Written exercise: Render every line of the records below as a numbered list, skipping any blank lines and leaving the pictures out.

____ Dataset extract

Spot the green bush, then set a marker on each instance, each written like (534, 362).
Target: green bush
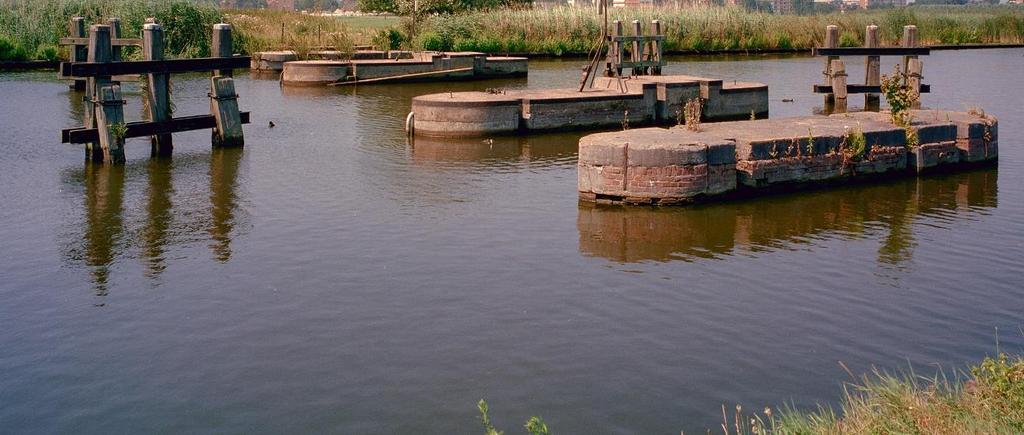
(10, 50)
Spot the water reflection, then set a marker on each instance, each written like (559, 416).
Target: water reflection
(103, 220)
(502, 148)
(173, 209)
(785, 221)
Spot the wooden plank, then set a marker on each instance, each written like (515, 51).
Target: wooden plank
(153, 67)
(147, 128)
(225, 111)
(159, 95)
(118, 42)
(863, 51)
(862, 89)
(110, 119)
(403, 76)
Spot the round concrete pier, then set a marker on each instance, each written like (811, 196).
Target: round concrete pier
(314, 73)
(654, 166)
(465, 114)
(271, 60)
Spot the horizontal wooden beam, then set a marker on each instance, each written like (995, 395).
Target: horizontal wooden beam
(863, 89)
(627, 38)
(881, 51)
(117, 42)
(153, 67)
(146, 128)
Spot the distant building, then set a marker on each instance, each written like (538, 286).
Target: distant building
(633, 3)
(281, 4)
(782, 6)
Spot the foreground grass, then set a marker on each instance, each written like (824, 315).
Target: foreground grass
(701, 29)
(990, 400)
(986, 399)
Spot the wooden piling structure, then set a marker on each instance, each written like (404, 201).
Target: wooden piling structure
(658, 46)
(838, 81)
(872, 69)
(832, 41)
(225, 111)
(99, 52)
(636, 54)
(78, 52)
(911, 63)
(104, 130)
(115, 25)
(111, 123)
(159, 97)
(222, 45)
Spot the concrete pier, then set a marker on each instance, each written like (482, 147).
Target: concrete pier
(673, 166)
(419, 67)
(635, 101)
(271, 60)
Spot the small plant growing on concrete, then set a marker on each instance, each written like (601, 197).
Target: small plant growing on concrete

________

Complete answer:
1. Spot the green bush, then set a marker on each instance, each written like (534, 362).
2. Target: green bush
3. (10, 50)
4. Spot the water reflection, then set a marker on each instance, each written like (559, 416).
5. Target: water reflection
6. (103, 220)
7. (502, 148)
8. (173, 209)
9. (785, 221)
10. Spot the wooden plank, then set a marker on each instance, each written like (515, 51).
11. Target: wooden plank
12. (153, 67)
13. (147, 128)
14. (225, 111)
15. (159, 95)
16. (118, 42)
17. (863, 51)
18. (862, 89)
19. (110, 119)
20. (403, 76)
21. Spot the round concrete pier, then set a marker on each instance, each written like (811, 196).
22. Target: round concrete pier
23. (314, 73)
24. (654, 166)
25. (465, 114)
26. (271, 60)
27. Spot the horizontal wooden beam, then set a marker on each instance, each written like (995, 395).
28. Target: horizontal wooden beam
29. (863, 89)
30. (627, 38)
31. (881, 51)
32. (117, 42)
33. (153, 67)
34. (146, 128)
35. Spot the distant building, then set a marker on each instance, each written like (538, 286).
36. Target: distant building
37. (633, 3)
38. (281, 4)
39. (782, 6)
40. Spot the foreground grass, then set a marker on each instance, each written like (824, 315).
41. Target: foreground grass
42. (701, 29)
43. (990, 400)
44. (986, 399)
45. Spot the wooden piling structure, then set a marker on each instance, each written like (404, 201).
46. Target: wooden piling structure
47. (658, 46)
48. (838, 81)
49. (872, 69)
50. (832, 41)
51. (225, 111)
52. (99, 52)
53. (636, 54)
54. (78, 52)
55. (911, 63)
56. (104, 130)
57. (115, 25)
58. (111, 123)
59. (159, 97)
60. (222, 45)
61. Spot the concrete pier, then set a marker on each instance, each written like (482, 147).
62. Target: concrete pier
63. (673, 166)
64. (419, 67)
65. (635, 101)
66. (271, 60)
67. Spot the small plant growing on concrete, then set a marker on each instance, each written like (601, 197).
68. Target: small plant growing on concrete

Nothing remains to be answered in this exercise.